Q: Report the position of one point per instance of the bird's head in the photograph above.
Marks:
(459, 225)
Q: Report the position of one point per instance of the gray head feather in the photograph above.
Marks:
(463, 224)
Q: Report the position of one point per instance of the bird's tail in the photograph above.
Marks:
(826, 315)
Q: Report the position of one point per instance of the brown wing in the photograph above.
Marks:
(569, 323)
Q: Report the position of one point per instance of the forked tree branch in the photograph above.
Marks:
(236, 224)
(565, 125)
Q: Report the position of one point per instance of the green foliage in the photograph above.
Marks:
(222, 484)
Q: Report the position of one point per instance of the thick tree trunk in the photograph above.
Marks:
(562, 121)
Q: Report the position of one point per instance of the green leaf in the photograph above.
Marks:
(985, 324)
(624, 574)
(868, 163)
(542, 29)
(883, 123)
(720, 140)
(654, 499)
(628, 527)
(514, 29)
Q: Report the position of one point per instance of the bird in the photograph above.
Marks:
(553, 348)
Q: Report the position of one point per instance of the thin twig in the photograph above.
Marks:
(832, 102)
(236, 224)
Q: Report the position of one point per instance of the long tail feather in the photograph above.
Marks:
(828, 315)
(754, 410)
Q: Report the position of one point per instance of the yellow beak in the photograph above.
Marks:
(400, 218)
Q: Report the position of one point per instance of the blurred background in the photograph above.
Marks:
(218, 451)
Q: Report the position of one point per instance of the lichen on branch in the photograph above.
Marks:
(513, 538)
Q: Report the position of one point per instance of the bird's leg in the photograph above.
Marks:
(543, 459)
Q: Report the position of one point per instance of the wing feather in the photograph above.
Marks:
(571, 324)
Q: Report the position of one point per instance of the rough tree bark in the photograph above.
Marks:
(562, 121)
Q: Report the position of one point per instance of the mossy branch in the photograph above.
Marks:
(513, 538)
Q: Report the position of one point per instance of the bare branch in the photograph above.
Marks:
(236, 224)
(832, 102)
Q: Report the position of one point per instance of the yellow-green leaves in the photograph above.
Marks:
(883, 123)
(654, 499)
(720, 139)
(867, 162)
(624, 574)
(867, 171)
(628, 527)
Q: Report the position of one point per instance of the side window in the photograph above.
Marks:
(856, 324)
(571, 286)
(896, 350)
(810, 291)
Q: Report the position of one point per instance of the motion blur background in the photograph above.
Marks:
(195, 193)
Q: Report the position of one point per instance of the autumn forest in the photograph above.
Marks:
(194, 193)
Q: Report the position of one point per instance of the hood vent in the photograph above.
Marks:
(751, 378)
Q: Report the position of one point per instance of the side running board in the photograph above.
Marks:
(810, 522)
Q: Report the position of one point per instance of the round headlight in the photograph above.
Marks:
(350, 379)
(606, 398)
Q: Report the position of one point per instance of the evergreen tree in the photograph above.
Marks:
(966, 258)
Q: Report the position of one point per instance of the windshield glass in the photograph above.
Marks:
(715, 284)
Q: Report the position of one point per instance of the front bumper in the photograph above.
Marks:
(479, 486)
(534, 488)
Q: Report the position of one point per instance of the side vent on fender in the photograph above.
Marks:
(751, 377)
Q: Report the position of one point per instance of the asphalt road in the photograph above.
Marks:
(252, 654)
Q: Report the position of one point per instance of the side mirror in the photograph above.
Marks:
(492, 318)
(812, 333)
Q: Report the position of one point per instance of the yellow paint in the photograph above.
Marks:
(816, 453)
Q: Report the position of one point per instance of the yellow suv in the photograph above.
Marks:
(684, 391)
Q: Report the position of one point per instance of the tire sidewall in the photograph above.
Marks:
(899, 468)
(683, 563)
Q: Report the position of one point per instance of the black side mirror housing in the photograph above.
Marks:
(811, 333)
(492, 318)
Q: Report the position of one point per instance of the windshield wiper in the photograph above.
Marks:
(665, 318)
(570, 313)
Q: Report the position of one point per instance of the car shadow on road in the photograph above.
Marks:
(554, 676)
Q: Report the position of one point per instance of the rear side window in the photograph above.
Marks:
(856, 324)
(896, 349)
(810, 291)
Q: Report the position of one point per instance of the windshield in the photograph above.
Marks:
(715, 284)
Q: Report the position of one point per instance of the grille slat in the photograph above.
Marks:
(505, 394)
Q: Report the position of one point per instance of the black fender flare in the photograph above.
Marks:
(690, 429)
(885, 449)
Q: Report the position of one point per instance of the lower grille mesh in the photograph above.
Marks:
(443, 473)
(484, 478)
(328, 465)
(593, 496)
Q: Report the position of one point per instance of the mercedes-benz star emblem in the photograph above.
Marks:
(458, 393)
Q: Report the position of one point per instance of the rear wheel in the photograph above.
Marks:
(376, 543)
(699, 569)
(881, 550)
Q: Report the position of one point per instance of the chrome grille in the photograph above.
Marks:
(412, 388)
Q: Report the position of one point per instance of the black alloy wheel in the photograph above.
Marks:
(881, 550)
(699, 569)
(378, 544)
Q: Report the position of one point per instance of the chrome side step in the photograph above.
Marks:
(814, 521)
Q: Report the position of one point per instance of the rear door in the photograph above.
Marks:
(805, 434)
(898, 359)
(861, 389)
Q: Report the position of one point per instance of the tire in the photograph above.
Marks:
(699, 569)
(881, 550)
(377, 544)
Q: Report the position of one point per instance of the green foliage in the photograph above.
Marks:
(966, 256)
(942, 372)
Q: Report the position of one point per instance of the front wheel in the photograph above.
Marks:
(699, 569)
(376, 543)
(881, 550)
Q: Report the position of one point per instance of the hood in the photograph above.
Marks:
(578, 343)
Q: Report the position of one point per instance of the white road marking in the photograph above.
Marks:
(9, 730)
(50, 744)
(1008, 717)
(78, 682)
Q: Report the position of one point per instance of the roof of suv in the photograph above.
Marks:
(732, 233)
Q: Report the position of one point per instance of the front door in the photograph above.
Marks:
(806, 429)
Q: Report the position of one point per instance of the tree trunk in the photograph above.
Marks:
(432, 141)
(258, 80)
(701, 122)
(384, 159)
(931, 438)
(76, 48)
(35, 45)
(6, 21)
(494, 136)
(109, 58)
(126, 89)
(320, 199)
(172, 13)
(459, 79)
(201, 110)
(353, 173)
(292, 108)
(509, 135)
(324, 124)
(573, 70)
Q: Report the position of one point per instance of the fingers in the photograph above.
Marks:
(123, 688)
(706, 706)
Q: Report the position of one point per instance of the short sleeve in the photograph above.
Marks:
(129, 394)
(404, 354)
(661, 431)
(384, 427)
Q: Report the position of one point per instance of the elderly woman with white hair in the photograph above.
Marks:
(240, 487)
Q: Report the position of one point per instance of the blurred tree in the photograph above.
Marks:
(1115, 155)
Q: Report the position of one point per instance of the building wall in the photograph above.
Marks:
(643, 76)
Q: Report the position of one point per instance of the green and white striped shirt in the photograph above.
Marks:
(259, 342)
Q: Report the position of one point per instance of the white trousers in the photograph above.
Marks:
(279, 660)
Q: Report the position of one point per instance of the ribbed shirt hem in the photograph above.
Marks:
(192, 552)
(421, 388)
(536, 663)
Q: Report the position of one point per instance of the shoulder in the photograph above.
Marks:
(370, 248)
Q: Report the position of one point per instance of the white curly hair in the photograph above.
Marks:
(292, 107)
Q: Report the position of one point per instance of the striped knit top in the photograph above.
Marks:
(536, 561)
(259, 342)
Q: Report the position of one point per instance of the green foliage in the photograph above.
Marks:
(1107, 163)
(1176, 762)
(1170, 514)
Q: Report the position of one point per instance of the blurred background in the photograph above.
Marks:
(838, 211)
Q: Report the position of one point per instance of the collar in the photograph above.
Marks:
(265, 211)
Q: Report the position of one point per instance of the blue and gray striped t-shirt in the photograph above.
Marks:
--*--
AIM ▸
Copy every record exactly, with nothing added or dropped.

FINAL RESULT ▸
Q: Report the position of one point per instance of the bird's head in the photograph above.
Marks:
(459, 225)
Q: Report the position of one point per instance of the gray head feather in the photograph above.
Marks:
(463, 224)
Q: Report the position of one point per instance of the bird's tail in the photograph above.
Marks:
(826, 315)
Q: Report the position of one point per instance of the brown wing in the photograph above.
Marks:
(569, 323)
Q: Report the position of one point per instance of the forked tree branch in the photograph above.
Marks:
(236, 224)
(565, 125)
Q: Report the position of one point per instance of the green foliage in the photograph above.
Marks:
(222, 484)
Q: Report the position of one point per instance of the thick tree trunk in the photograph above.
Marks:
(562, 121)
Q: Report the position of one point per instance of the green leaf in the photograph above.
Marks:
(985, 324)
(624, 574)
(868, 163)
(542, 29)
(883, 123)
(720, 140)
(654, 499)
(628, 527)
(514, 29)
Q: Report the position of one point per instance of the bird in the photograph above.
Marks:
(553, 348)
Q: Report the position of one point per instance of the thin twig in the photograph above.
Marks:
(832, 102)
(236, 224)
Q: Report the position of one point per instance of the long tail feather in the photograph above.
Marks:
(828, 315)
(754, 410)
Q: Report the position of one point per instance of the yellow beak in the photograph above.
Marks:
(400, 218)
Q: Report the position of one point per instance of the blurred background in the photograph above.
Marks:
(218, 451)
Q: Report the position of one point per instance of the lichen on branch in the photograph above.
Marks:
(513, 538)
Q: Report the position of one point per instance of the bird's leg in the photograph above.
Marks:
(543, 459)
Q: Report the position of one point per instance of the wing feather in the photograph above.
Marks:
(571, 324)
Q: Report the position of one point per instance of the rough tree bark in the photograph above.
Marks:
(562, 121)
Q: Report the position of one point per instance of the mossy branch in the photograph above.
Marks:
(513, 538)
Q: Report the position of one point per instance of the bare branch in the photograph above.
Marks:
(236, 224)
(832, 102)
Q: Report the position of one point per instance of the yellow-green leaves in the photograph above.
Marks:
(883, 123)
(654, 499)
(720, 139)
(867, 162)
(624, 574)
(867, 171)
(628, 527)
Q: Report the position of one point per instance of the side window in the photograph above.
Marks:
(856, 324)
(571, 286)
(896, 350)
(810, 291)
Q: Report the position of one point per instance of the motion blur background in the photograph above.
Marks:
(195, 193)
Q: Report the position of one point per instance of the autumn forest in the photograph above.
Marks:
(194, 193)
Q: Report the position of one point per instance of the hood vent in the photograph above.
Marks:
(751, 378)
Q: Report the position of one point per instance of the side running board in the photograph above.
Marks:
(810, 522)
Q: Report the position of one point per instance of the round headlight in the photograph above.
Marks:
(350, 379)
(606, 398)
Q: Report the position of one point per instance of the evergreen tree in the photograph above.
Marks:
(966, 258)
Q: Report the position of one point per instance of the windshield glass in the photograph above.
Marks:
(715, 284)
Q: Report the position of one point per instance of the front bumper in the photograph above.
Marks:
(479, 486)
(534, 488)
Q: Report the position of one point per instance of the side vent on fender in the photograph above.
Marks:
(751, 377)
Q: Report the position of one point per instance of the asphalt road in the photograph above.
Marks:
(252, 654)
Q: Report the position of one point per instance of the side mirror in the photograph above.
Marks:
(492, 318)
(812, 333)
Q: Report the position of one point per instance of the yellow paint in the photograph above.
Marks:
(816, 453)
Q: Report the position of one point per instance of the yellow suv in the photograph above.
Marks:
(684, 391)
Q: Report the position of one point per instance of the tire sidewall in the photograph above.
Marks:
(899, 468)
(683, 563)
Q: Report the position of one point per instance of the black side mirror housing in the photograph above.
Marks:
(811, 333)
(492, 318)
Q: Report the position of one point per instance of the windshield wiper in the photograph above.
Marks:
(665, 318)
(570, 313)
Q: Report the position of one point per instance of the car shadow on road in the photograph above.
Marks:
(554, 676)
Q: Report the position of one point per instance of the rear side window in the photograph above.
Marks:
(856, 324)
(896, 349)
(810, 291)
Q: Report the position of one point per instance of the windshield in the photograph above.
Marks:
(715, 284)
Q: Report the position of one point per instance of the grille slat in the photograph above.
Marks:
(505, 394)
Q: Report the position of one point per instance of the black fender flare in the photograph above.
Marks:
(690, 429)
(885, 449)
Q: Report the position of one point per instance of the lower grille mesh in the photograph above.
Marks:
(443, 473)
(484, 478)
(328, 465)
(593, 496)
Q: Report the position of one point per instance of the mercedes-benz star emblem in the photograph above.
Marks:
(458, 393)
Q: Report the position of one point per instance of the rear wheel in the photograph above.
Marks:
(376, 543)
(699, 569)
(881, 550)
Q: Report the position of one point per instance of the chrome grille in the photograph above.
Marks:
(412, 388)
Q: Report the position of one point per instance of the black alloy wheel in the photograph above.
Marks:
(881, 550)
(699, 569)
(378, 544)
Q: Report the position of one point per instance of the chrome side step in the photograph above.
Marks:
(814, 521)
Q: Report the position of one point per instance of the rear door in the photograph above.
Marks:
(805, 434)
(898, 359)
(861, 389)
Q: Report the position of one point per instance of the tire in the photograph above.
Marks:
(699, 569)
(881, 550)
(377, 544)
Q: Report the position of one point per instance of the green foliage in the photograph above.
Marks:
(966, 256)
(942, 372)
Q: Report the position of one point per instance of the front wheel in the photograph above.
Marks:
(699, 569)
(376, 543)
(881, 550)
Q: Report the position of one point per instance of the hood in the photograph above.
Marks:
(578, 343)
Q: Report the position of one point per instance of the white road marking in the photograph above.
Marks:
(9, 730)
(50, 744)
(1008, 717)
(78, 682)
Q: Report the position of one point per instance of the roof of suv in the photograph above.
Marks:
(732, 233)
Q: Report the position of one point per instance of the front door in the photograph above.
Marks:
(806, 429)
Q: Report the position of one point per instance of the tree trunk in the photograph above.
Marks:
(432, 141)
(258, 80)
(701, 122)
(384, 159)
(931, 438)
(76, 48)
(35, 45)
(6, 21)
(494, 136)
(109, 58)
(126, 89)
(320, 199)
(172, 13)
(459, 79)
(201, 110)
(353, 173)
(292, 108)
(509, 135)
(324, 124)
(573, 70)
Q: Report the position of one point per instance of the fingers in the photograph above.
Marks:
(123, 688)
(706, 706)
Q: Report the position of one point per instance of the short sleeve in the photograph above.
Marks:
(129, 394)
(404, 354)
(661, 431)
(384, 427)
Q: Report the position of one point per instance of the elderly woman with white hair in the photograph above.
Marks:
(240, 487)
Q: Report the position of one point per instance of the blurred tree in the photograph above.
Marks:
(1115, 155)
Q: Report the position of one point per instance of the building wall in the photograph above.
Marks:
(643, 76)
Q: Report the position of one point per instance of the green and white striped shirt in the photograph above.
Marks:
(259, 342)
Q: Report the position of one point per instance of the white trousers in the photograph above.
Marks:
(279, 660)
Q: Report the position of one point per instance of the ribbed shirt hem in the photograph above.
Marks:
(192, 552)
(421, 388)
(536, 663)
Q: Report the position of one point per instance of the shoulder in the photograph above.
Marks:
(370, 248)
Q: Report the position of one point per instance of the white curly hair in the photograph above.
Marks:
(292, 107)
Q: Report the position of one point per instance of the striped knit top in the photograph above.
Marks:
(536, 561)
(259, 342)
Q: Report the position of one point per instance of the green foliage in the photograph above.
Marks:
(1107, 163)
(1176, 762)
(1170, 514)
Q: Report the position of one point per instance of the blurred background in the photograph above.
Marks:
(838, 211)
Q: Report the position of one point per instance of the collar in the photograph above.
Marks:
(265, 211)
Q: Report the position of one point per instance of the blue and gray striped t-shirt in the photograph above.
Marks:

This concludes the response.